═══ Rows

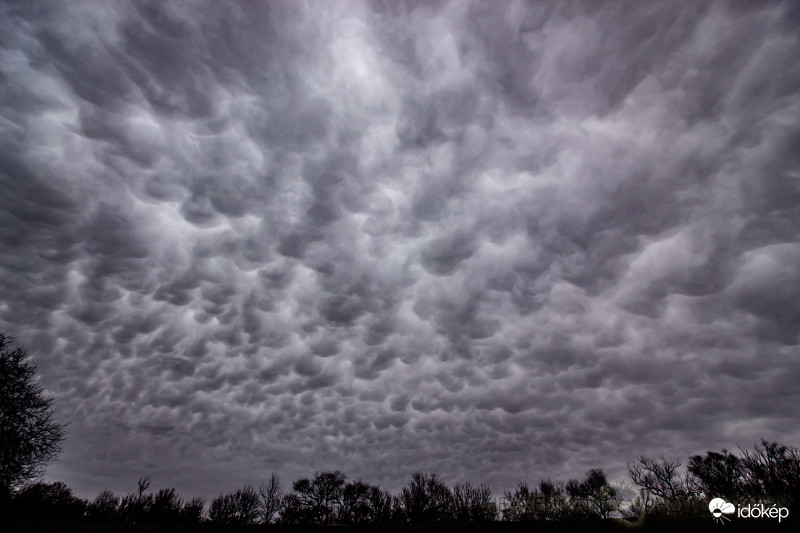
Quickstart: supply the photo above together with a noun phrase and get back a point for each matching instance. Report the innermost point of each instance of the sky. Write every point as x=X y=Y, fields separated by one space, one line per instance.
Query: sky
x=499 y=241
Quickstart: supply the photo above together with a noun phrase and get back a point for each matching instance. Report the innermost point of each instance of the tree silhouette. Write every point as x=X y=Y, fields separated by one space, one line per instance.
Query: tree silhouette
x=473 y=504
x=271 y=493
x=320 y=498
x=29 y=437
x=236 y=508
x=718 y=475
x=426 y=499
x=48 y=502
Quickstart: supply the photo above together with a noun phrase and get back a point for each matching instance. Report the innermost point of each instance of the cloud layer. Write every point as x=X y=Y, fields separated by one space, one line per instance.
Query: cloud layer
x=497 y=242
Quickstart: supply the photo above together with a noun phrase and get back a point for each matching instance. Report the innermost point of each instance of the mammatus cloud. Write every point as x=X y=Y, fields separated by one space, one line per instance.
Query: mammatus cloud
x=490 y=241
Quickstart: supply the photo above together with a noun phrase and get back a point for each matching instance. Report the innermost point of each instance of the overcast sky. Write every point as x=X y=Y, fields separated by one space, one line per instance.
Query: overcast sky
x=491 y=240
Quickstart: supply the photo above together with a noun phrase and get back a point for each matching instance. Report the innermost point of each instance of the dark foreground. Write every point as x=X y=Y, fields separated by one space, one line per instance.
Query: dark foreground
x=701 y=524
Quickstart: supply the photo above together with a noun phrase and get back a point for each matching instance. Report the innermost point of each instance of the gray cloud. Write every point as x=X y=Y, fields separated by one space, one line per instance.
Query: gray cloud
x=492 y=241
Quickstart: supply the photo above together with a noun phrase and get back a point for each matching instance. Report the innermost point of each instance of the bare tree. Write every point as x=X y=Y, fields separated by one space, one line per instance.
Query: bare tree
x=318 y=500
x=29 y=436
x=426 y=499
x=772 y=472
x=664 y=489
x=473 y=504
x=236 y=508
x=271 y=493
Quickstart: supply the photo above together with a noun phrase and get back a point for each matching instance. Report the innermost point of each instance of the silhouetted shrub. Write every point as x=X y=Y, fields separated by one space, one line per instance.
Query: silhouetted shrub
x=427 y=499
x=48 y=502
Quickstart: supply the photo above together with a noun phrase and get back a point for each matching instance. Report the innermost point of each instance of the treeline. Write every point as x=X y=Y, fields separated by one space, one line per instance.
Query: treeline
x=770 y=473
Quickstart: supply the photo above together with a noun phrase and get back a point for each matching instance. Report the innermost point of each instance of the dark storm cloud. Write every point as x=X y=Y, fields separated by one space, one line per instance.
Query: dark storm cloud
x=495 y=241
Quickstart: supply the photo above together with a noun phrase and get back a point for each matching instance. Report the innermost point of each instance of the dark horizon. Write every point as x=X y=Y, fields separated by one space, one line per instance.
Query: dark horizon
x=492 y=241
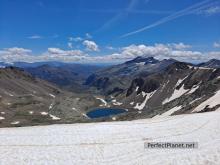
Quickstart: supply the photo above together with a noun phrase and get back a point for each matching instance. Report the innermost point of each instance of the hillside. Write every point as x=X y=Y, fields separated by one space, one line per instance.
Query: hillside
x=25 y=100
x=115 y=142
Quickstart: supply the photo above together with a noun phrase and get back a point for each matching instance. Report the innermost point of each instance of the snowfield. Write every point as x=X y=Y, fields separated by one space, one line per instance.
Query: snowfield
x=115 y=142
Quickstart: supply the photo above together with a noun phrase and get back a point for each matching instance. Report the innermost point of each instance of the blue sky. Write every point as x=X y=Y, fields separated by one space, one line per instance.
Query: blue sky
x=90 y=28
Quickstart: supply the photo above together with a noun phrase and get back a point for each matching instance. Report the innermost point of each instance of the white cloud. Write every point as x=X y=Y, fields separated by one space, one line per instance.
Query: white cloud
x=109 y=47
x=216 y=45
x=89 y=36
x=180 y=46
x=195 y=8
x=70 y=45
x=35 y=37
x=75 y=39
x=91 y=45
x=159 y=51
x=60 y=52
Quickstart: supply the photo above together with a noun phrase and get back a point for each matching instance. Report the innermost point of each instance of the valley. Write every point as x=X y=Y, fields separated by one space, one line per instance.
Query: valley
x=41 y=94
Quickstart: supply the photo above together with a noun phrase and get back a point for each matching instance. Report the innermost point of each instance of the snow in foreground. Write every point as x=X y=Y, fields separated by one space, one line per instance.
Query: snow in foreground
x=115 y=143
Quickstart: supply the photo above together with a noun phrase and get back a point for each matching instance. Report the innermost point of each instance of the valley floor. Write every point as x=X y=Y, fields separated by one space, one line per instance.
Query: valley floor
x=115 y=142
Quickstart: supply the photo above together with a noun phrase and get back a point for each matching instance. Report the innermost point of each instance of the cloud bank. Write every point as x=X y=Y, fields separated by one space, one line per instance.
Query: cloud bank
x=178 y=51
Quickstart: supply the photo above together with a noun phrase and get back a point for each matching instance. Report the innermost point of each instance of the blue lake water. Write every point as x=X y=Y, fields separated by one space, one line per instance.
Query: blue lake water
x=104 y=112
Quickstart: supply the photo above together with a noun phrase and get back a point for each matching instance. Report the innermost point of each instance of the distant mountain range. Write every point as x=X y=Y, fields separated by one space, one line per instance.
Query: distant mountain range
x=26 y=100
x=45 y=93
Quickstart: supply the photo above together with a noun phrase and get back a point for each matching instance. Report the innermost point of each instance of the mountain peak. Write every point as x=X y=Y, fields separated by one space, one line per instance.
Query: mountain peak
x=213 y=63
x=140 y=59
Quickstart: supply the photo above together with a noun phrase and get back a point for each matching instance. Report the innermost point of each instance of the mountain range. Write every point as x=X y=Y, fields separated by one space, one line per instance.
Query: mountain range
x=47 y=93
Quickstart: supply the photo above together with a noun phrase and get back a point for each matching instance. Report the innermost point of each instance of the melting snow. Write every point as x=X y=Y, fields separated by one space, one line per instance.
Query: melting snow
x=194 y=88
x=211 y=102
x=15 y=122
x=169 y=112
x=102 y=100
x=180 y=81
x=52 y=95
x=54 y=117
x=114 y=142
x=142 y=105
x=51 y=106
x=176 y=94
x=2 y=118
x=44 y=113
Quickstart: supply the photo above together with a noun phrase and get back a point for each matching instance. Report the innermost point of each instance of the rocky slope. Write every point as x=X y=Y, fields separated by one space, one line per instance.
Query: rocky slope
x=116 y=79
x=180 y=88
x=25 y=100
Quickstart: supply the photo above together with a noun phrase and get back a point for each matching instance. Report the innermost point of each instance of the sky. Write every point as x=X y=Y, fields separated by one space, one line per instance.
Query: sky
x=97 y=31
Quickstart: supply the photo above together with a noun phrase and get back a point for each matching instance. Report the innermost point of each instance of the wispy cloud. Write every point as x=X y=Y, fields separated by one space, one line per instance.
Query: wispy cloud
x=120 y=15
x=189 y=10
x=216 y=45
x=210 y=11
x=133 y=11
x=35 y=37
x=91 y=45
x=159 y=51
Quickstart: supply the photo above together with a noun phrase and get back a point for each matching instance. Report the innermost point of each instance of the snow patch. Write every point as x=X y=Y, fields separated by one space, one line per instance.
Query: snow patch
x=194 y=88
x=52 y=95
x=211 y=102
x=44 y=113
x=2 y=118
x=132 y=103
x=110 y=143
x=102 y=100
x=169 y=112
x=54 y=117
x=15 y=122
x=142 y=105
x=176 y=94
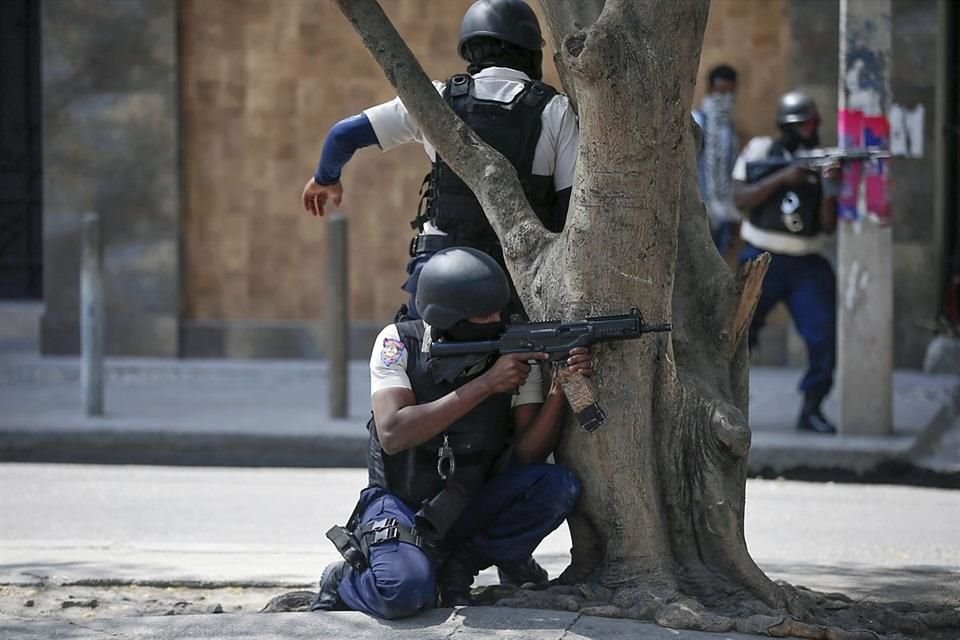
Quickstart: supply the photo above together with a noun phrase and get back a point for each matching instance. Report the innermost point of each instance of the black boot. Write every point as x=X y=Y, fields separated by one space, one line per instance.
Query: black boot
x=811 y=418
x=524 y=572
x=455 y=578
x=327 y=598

══════
═══ Rows

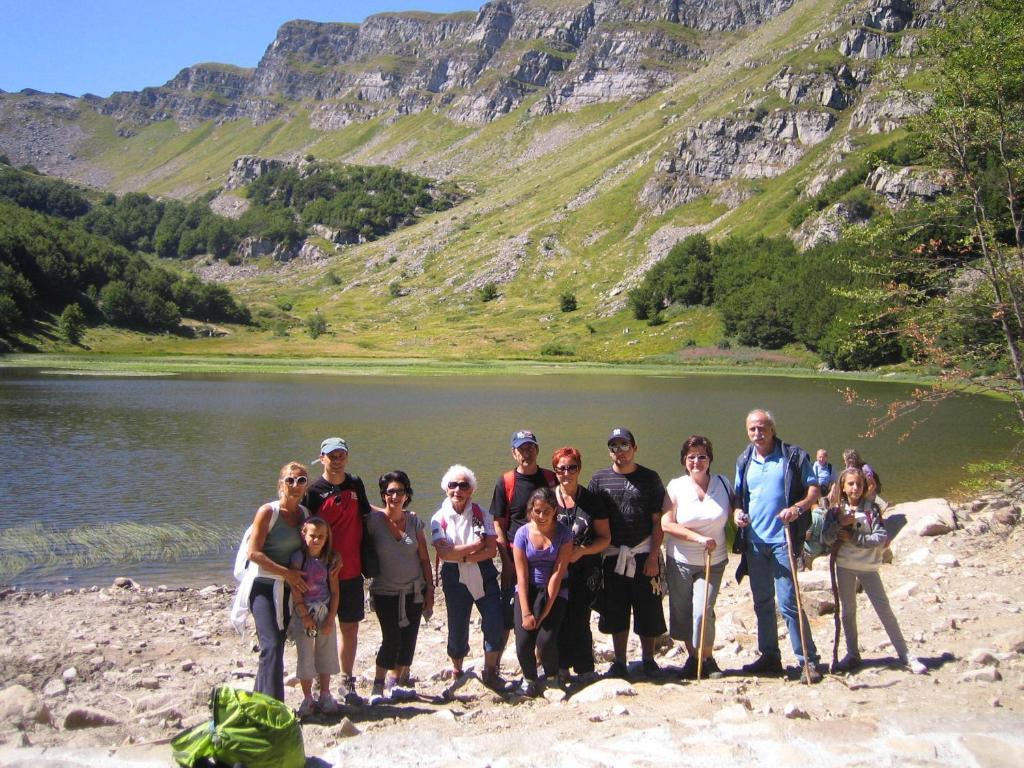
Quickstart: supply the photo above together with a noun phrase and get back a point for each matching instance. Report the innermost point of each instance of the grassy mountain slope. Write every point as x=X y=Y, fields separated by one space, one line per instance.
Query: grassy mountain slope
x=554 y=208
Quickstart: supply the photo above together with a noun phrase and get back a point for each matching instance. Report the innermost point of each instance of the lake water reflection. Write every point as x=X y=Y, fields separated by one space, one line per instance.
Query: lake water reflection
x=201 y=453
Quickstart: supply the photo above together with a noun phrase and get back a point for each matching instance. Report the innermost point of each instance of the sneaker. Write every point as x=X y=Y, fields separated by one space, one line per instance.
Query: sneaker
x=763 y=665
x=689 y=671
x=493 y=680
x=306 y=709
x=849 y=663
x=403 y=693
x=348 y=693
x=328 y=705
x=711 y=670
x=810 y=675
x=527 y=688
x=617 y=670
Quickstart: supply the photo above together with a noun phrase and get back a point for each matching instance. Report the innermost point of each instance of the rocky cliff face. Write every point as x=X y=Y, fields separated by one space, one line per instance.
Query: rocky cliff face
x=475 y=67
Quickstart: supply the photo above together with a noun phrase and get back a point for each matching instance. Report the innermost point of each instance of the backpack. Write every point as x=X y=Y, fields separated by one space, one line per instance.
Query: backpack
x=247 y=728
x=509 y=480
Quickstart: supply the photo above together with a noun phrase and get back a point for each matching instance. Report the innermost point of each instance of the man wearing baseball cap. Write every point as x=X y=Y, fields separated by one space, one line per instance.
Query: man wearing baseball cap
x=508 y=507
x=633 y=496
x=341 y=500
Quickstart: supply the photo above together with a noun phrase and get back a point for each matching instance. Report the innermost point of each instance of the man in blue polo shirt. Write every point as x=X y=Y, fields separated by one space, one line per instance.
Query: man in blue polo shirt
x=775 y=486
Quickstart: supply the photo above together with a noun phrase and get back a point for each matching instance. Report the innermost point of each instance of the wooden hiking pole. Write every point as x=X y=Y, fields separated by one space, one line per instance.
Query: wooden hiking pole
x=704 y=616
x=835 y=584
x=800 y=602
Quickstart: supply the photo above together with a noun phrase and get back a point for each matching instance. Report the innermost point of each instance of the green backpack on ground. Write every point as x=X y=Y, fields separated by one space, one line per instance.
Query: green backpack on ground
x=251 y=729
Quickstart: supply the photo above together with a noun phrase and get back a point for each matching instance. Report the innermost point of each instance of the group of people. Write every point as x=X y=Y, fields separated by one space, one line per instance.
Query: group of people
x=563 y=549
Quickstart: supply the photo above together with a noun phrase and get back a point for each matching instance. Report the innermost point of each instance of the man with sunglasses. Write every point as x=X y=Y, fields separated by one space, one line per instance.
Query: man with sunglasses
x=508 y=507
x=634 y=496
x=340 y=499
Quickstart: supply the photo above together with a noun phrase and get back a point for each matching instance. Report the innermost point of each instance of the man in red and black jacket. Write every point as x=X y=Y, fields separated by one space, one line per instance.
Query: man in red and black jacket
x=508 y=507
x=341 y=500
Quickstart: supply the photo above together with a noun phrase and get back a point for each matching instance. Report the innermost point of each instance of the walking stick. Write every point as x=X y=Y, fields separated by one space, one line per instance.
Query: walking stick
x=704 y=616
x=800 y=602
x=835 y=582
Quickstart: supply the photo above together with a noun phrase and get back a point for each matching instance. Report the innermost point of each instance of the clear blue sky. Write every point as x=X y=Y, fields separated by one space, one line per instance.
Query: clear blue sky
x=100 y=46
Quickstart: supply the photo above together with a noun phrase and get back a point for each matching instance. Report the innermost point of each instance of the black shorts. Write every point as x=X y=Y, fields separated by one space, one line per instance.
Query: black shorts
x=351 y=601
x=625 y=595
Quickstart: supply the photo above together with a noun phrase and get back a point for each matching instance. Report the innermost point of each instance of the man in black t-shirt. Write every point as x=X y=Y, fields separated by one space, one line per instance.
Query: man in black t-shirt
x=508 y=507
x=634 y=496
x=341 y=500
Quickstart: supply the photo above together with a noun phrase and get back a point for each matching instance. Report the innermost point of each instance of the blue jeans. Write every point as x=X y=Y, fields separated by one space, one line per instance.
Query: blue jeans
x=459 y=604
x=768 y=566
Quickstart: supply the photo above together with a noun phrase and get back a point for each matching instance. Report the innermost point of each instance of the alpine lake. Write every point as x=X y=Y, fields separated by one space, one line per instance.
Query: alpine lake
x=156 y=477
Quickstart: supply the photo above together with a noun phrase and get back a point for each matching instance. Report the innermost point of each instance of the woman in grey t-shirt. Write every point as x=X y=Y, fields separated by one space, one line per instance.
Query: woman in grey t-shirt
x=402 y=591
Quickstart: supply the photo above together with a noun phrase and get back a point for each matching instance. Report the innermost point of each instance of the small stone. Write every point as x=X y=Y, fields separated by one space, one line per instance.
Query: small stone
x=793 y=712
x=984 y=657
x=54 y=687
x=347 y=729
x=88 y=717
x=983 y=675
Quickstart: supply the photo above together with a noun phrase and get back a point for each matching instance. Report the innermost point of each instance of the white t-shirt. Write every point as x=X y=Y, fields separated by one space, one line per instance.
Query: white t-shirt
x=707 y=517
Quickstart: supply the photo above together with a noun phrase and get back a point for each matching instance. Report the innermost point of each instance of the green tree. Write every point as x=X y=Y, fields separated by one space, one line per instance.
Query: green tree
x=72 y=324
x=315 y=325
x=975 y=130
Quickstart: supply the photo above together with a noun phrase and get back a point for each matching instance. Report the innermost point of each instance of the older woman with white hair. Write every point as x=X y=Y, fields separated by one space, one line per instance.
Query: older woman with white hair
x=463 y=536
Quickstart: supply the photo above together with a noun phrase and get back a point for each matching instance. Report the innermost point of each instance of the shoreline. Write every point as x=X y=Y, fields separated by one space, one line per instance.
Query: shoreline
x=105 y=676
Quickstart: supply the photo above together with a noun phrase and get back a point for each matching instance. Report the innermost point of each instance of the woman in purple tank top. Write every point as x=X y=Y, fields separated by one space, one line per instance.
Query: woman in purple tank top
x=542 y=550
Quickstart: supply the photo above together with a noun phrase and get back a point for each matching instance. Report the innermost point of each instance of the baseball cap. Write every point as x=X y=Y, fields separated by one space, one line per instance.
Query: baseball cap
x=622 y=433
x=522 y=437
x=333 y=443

══════
═══ Rows

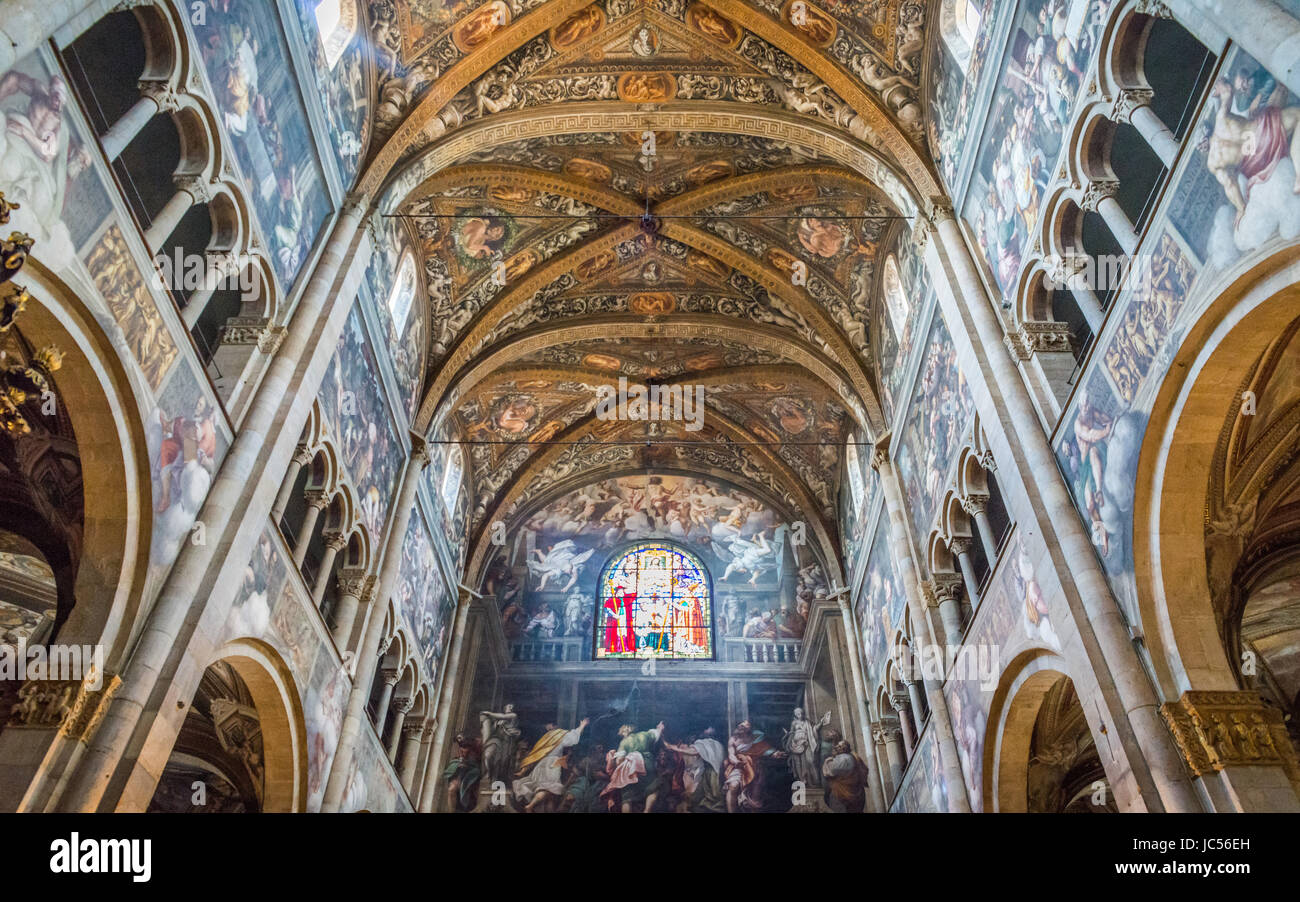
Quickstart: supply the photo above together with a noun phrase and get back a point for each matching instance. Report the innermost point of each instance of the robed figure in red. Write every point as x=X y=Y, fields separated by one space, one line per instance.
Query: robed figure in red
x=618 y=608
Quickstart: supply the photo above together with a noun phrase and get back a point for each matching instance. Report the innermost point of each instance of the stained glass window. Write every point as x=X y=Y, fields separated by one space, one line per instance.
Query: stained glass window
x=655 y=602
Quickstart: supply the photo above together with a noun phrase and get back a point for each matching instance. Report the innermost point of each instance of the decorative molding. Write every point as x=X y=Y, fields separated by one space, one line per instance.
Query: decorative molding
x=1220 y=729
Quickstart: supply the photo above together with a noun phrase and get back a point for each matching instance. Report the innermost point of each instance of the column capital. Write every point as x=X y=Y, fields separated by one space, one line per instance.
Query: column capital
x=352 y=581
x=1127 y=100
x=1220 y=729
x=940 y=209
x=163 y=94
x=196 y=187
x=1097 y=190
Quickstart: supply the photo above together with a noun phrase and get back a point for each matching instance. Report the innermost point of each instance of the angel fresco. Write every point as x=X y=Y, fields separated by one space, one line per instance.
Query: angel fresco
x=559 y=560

══════

*Job:*
Lay out the data that opens with the line containing "the cloud layer." and closes with the line containing "x=490 y=241", both lines included, as a two-column CSV with the columns prompt_text and point_answer, one row for each text and its answer. Put each field in quotation marks, with line breaks replaced by spaces.

*Answer for the task:*
prompt_text,point_answer
"Quickstart: supply the photo above together with a noun phrase and get back a point for each matching instance. Report the innermost point of each instance of the cloud layer. Write every point as x=X y=Y, fields separated by one space, one line per instance. Query: cloud layer","x=497 y=242"
"Quickstart: supply the photo above together with a noun phrase and get back a point for each matching instance. Report the innermost point of each instance of the mammatus cloud. Write every point as x=X y=Y, fields separated by one space, one line per instance. Query: mammatus cloud","x=490 y=241"